The Anatomy of Healthy Cars: A Service and Repair Blog

Tips to Make Your New Car Battery Last Longer

by Brittany Marshall

Owning a car is a big responsibility. Not only do you have to worry about keeping it clean and fueled up, but you also need to make sure all the parts are in good working order. One of your car's most important (and often overlooked) parts is the battery. Here are some tips to help make your new car battery last longer.

Don't Let Your Car Sit Idle for Long

When you get a new car battery, it's important to break it in properly. You shouldn't let it sit idle for too long, as that can actually harm the battery. The reason has to do with something called sulfation. When a lead-acid battery discharges, sulfate crystals start to form on the lead plates. This isn't a problem when the battery is regularly recharged, as the charging process reverses the sulfation.

# RAW DATA
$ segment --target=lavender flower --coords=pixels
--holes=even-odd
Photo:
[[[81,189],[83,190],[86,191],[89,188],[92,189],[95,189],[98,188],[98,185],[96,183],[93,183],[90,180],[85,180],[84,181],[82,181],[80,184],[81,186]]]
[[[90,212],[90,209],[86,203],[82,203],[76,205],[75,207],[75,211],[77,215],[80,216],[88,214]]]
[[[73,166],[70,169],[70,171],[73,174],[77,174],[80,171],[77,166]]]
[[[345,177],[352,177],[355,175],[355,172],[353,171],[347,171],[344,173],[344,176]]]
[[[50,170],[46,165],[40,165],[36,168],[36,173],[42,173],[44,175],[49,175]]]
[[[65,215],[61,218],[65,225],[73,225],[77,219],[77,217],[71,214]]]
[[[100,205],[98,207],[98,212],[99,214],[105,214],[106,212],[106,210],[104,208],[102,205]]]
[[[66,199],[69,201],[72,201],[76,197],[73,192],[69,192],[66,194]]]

...

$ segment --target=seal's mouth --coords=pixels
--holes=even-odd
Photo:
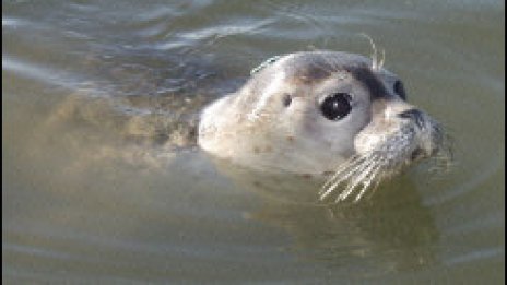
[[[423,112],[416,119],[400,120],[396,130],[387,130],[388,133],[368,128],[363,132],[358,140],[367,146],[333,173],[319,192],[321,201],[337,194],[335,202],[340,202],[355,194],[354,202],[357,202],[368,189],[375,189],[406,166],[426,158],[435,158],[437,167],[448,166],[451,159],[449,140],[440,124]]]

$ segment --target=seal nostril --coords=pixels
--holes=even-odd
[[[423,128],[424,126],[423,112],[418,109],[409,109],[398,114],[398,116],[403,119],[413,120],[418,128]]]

# PROBLEM SET
a) Find each line of the records that contains the word "target", and copy those lines out in full.
b) Carry on the post about making a new car battery last longer, starting right after its final sentence.

# EXPECTED ANSWERS
a)
$ segment --target=lavender flower --coords=pixels
$ segment --target=seal's mouth --coords=pixels
$ segment --target=seal nostril --coords=pixels

b)
However, if the battery is left sitting too long, the sulfate crystals can harden and permanently damage the battery. So if you want to prolong the life of your new car battery, make sure to give it a regular workout by starting up your car and letting it run for a while at least once a week.

Pro-tip: If you know you won't be driving your car for a week or more, disconnect the battery. This will prevent the battery from being drained by things like the clock, alarm system, and the onboard computer.

Keep the Battery Clean

One of the main reasons batteries die is because of corrosion. When battery acid mixes with dirt and grime, it can eat away at the metal parts, causing electrical problems. However, it's not just the terminals that are affected. The entire battery can be compromised, which is why it's important to take care of any corrosion as soon as possible.

Corrosion can occur when the battery is left out in the elements. Moisture from rainwater or snow can cause the terminals to oxidize and kickstart the corrosion process. This corrosion can then spread to the rest of the battery, damaging it way too soon and making it less effective.

To prevent this issue, simply clean your battery terminals (the positive and negative posts) with a mixture of baking soda and water. Once they're clean, dry them off and apply a thin layer of petroleum jelly to help prevent future corrosion.

You can also buy a battery terminal protector, which is a rubber or plastic cover that goes over the terminals. This will create a barrier between the metal and the environment, further preventing corrosion.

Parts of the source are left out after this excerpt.